Problem requirements:
Answer these questions from the text on Monty Python and the Holy Grail.
1. Who directed the film?
2. Which actor played the Black Knight?
3. In which film did the group retell the television show's sketches for the big screen?

Source text:
--------

Monty Python and the Holy Grail (1975, UK), 89 minutes, D: Terry Gilliam, Terry Jones
The silly, chaotic, sick joke-filled and zany Monty Python troupe, a close modern equivalent to the Marx Brothers, first appeared in their late 60s BBC-TV show, Monty Python's Flying Circus. Afterwards, the group compiled a retelling of the show's sketches for the big screen in And Now For Something Completely Different (1971). This was their second film and first feature-length film - a raucous, anarchic retelling of the Middle Ages legend of King Arthur (Graham Chapman) and his quest, that skewered medieval action epics, mythology, war, religion, the Arthurian legend, Camelot and more. The opening credits in this popular, outrageous, and original cult film slowly gave way to mock Swedish titles, and drifted into ravings about the moose and its virtues, before grinding to a halt with: "We apologize for the fault in the subtitles. Those responsible have been sacked." The opening credits resumed, but still with odd credits added for everything from "Moose Costumes" to "Moose trained to mix concrete and sign complicated insurance forms," which was followed by another apology: "The directors of the firm hired to continue the credits after the other people had been sacked, wish it to be known that they have just been sacked. The credits have been completed in an entirely different style at great expense and at the last minute." Their style of humor was best exemplified by the comically-gruesome encounter with the unbelievably persistent Black Knight (John Cleese), who still insisted on fighting ("It's just a flesh wound") after his limbs had been hacked off by King Arthur. Many fans can instantly recite many of the memorable scenes, vignettes and set-pieces, such as the "Bring Out Your Dead" scene, or the rude, taunting Frenchman, a bloodthirsty killer rabbit, and the tree-shaped Knights who said "Ni." Over the years, the troupe's popularity would grow with additional Monty Python films, such as Monty Python's Life of Brian (1979), and Monty Python's The Meaning of Life (1983).

--------

Material shown:
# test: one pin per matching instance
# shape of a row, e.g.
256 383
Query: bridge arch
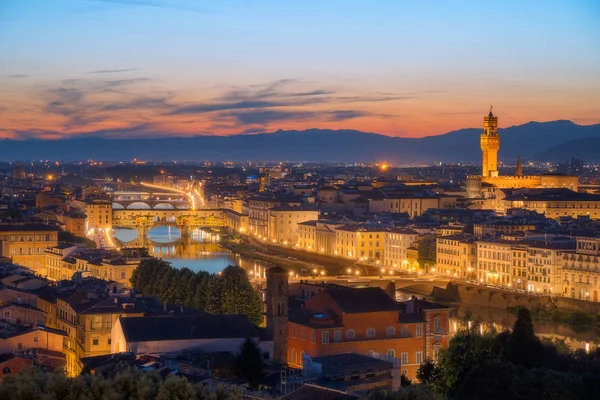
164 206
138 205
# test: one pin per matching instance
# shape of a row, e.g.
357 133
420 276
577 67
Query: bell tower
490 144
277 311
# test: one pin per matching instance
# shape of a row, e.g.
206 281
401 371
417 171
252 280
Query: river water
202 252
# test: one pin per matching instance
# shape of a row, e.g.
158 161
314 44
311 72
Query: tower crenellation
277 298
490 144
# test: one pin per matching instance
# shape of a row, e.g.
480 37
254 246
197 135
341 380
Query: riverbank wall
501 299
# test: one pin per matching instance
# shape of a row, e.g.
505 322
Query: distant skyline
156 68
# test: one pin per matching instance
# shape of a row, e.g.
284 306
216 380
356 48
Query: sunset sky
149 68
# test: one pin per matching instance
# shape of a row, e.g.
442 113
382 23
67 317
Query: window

--------

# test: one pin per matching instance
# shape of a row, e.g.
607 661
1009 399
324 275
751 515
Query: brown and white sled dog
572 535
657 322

--------

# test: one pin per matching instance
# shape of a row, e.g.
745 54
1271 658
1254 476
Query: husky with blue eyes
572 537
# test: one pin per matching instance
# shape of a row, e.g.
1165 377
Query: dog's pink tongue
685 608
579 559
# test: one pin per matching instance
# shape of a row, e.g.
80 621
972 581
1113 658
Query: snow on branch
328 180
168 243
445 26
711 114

--------

Expected output:
1. Terry Gilliam and Terry Jones
2. John Cleese
3. And Now For Something Completely Different (1971)